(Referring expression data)
▬▬▬▬▬▬▬▬▬▬

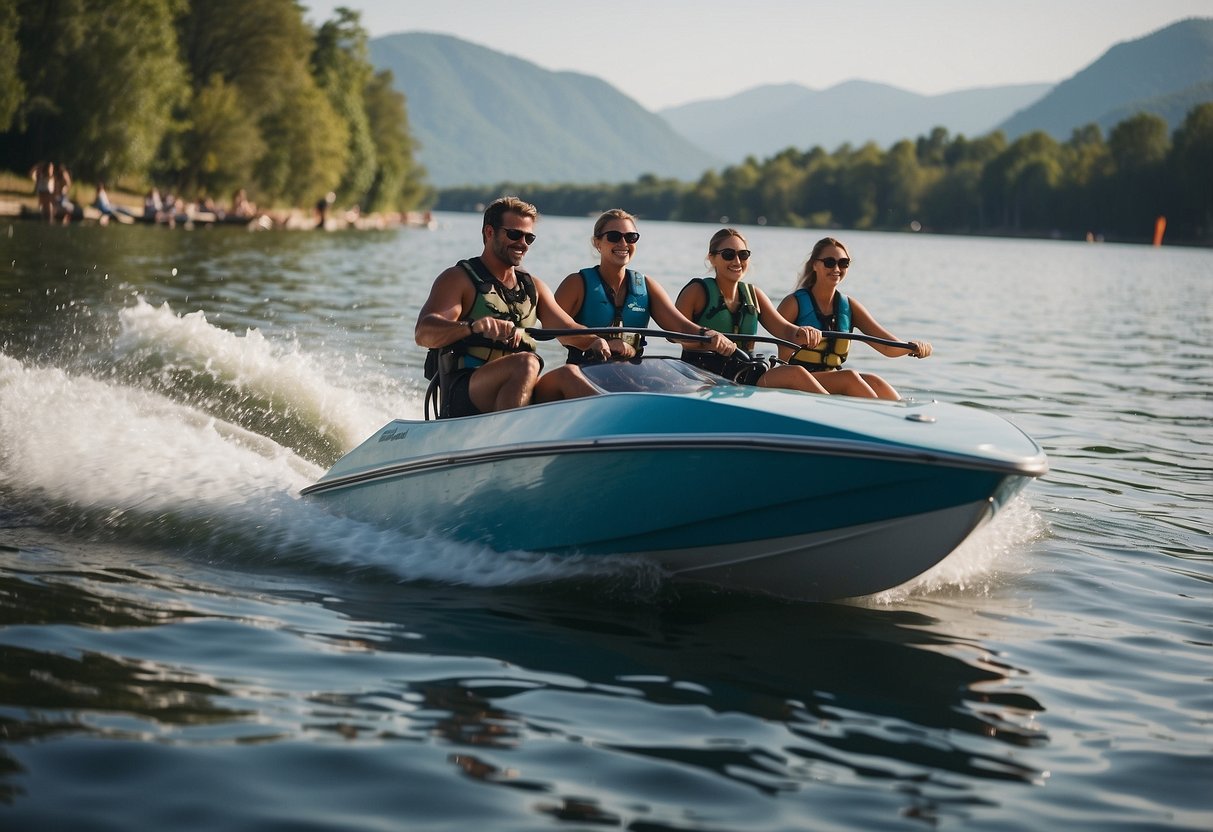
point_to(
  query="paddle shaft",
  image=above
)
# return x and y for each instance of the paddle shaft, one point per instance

▬▬▬▬▬▬▬▬▬▬

:: Problem details ::
Pictures do not go in the copy; print every entry exactly as it stands.

:: Expected output ::
point_to(
  query="paddle shaft",
  image=above
)
# return x and y for each instance of the paddle shaft, one point per instance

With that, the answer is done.